▶ [Dataset excerpts]
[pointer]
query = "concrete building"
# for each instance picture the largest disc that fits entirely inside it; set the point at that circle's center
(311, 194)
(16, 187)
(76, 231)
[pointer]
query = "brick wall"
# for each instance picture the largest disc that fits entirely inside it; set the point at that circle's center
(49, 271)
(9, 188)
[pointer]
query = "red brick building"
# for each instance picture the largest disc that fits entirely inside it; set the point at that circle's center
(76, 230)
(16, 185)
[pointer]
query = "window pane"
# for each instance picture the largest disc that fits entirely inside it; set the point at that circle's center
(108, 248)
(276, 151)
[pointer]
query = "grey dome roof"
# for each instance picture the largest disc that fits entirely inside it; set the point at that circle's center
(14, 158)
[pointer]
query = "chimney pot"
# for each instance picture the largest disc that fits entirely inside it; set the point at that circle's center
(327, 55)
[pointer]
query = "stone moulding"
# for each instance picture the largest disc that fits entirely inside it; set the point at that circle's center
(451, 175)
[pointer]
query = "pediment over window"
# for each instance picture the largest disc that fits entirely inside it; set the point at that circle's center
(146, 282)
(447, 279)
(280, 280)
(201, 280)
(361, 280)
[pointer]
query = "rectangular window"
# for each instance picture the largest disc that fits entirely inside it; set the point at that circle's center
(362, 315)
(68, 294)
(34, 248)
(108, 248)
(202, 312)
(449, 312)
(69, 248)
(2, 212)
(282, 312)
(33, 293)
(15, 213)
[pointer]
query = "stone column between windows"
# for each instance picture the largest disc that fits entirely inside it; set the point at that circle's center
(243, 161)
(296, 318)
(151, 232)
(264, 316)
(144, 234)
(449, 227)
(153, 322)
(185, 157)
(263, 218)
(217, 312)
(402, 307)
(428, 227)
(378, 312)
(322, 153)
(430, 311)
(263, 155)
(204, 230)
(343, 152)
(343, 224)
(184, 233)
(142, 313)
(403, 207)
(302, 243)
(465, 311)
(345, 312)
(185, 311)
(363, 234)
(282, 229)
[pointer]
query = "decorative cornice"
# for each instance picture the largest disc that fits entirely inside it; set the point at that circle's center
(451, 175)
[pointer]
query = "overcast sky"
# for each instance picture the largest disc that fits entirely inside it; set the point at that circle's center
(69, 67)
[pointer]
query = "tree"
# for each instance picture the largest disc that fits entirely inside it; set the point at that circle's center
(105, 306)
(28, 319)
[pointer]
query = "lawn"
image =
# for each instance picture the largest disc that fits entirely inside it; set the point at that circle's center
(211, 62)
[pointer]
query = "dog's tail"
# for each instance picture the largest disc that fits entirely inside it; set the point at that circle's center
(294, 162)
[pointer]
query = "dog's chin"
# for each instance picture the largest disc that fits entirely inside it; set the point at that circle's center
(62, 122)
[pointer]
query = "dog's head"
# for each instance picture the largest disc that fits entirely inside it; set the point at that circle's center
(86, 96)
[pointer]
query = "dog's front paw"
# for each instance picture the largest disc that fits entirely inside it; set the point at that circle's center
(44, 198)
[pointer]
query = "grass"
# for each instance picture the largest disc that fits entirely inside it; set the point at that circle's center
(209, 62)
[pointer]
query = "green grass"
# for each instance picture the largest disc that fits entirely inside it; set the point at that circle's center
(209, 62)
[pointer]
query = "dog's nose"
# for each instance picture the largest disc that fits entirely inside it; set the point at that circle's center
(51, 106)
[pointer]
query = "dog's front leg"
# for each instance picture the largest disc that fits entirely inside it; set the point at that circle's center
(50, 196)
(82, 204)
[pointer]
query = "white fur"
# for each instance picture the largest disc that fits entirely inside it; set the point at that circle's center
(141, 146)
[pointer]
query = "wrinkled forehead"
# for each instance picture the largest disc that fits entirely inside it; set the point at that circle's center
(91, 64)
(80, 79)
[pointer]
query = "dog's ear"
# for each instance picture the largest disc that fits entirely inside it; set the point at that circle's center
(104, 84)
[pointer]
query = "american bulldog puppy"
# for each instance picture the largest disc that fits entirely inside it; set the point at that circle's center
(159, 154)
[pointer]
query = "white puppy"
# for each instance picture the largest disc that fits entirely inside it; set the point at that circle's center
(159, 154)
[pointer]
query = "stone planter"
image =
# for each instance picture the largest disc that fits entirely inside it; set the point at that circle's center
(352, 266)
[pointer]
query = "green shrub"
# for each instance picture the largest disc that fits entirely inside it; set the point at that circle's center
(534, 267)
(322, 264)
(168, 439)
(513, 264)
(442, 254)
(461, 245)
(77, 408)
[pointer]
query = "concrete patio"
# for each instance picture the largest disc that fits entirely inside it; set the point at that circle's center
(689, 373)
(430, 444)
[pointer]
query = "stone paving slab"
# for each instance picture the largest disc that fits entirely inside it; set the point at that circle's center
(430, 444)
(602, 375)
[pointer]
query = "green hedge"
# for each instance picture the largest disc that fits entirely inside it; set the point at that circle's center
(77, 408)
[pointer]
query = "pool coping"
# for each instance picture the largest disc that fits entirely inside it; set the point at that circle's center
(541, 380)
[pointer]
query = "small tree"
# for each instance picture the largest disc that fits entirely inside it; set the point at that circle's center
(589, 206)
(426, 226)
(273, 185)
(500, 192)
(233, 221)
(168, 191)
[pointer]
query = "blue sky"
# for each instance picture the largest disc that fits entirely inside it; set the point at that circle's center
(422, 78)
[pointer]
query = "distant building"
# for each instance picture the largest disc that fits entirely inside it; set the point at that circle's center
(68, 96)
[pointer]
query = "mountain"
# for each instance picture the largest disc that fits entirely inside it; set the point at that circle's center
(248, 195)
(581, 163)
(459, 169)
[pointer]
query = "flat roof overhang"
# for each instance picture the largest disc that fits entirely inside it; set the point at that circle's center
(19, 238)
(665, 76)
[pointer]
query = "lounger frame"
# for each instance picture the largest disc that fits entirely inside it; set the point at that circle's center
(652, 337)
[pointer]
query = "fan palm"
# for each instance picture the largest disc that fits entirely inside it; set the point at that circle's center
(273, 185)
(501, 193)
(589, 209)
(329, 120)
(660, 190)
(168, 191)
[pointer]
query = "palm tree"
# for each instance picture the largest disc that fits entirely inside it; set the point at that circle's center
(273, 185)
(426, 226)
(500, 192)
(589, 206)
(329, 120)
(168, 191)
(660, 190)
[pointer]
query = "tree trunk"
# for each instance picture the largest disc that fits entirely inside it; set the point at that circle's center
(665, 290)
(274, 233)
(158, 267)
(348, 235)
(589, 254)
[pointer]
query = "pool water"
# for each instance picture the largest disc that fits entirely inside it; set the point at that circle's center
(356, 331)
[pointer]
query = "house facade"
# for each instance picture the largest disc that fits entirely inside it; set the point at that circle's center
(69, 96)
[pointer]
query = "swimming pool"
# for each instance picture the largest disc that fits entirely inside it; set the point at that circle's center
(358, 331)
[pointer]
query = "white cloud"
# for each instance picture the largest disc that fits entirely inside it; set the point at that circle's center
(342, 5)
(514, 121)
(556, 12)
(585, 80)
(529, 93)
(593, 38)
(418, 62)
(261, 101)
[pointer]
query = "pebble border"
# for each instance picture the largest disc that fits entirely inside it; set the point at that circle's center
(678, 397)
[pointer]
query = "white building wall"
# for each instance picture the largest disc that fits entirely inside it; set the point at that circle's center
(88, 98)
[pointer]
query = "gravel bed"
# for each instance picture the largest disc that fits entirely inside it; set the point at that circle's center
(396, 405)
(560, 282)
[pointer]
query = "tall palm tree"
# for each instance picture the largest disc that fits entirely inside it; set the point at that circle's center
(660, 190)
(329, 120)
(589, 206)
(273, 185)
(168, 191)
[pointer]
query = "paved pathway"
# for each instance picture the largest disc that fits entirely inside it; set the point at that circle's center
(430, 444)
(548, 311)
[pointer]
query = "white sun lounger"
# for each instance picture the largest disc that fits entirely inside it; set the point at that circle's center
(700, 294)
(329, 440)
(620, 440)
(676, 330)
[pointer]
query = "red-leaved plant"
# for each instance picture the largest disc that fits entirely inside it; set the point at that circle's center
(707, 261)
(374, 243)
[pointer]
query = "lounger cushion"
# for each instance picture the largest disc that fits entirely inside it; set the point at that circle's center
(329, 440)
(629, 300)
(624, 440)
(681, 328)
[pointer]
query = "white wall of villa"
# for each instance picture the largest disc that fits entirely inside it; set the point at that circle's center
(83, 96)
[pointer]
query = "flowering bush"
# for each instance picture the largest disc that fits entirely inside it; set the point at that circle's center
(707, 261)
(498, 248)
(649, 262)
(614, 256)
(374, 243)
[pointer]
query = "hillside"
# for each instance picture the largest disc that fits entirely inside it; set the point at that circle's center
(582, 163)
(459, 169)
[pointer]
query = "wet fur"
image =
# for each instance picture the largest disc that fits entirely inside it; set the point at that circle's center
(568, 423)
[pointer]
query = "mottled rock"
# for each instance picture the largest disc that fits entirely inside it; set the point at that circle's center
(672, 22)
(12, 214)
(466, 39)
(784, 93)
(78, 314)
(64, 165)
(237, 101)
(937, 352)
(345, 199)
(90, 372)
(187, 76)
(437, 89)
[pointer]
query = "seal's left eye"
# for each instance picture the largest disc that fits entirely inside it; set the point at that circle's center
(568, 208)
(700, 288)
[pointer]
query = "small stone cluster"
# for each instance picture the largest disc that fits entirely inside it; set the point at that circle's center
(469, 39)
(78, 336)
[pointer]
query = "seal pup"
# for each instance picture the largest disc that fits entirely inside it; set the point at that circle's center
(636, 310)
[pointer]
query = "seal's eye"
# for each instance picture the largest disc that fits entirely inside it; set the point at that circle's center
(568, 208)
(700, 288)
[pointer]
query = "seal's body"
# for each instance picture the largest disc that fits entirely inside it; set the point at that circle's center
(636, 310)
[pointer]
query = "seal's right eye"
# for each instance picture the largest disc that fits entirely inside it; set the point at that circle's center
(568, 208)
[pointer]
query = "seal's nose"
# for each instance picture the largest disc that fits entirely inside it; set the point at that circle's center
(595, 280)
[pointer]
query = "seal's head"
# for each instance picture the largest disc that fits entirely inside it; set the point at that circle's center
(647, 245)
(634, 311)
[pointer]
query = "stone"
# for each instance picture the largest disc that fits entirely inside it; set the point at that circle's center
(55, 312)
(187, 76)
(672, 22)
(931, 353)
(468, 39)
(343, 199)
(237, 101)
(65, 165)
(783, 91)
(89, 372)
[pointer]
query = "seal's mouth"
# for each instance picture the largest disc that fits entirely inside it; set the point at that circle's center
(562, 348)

▶ [To do] Which lines of the records above hold the word "seal"? Copy each of them.

▶ [Exercise solution]
query = "seal's left eye"
query = "seal pup"
query = "seal's eye"
query = "seal's body"
query = "seal's right eye"
query = "seal's nose"
query = "seal's head"
query = "seal's mouth"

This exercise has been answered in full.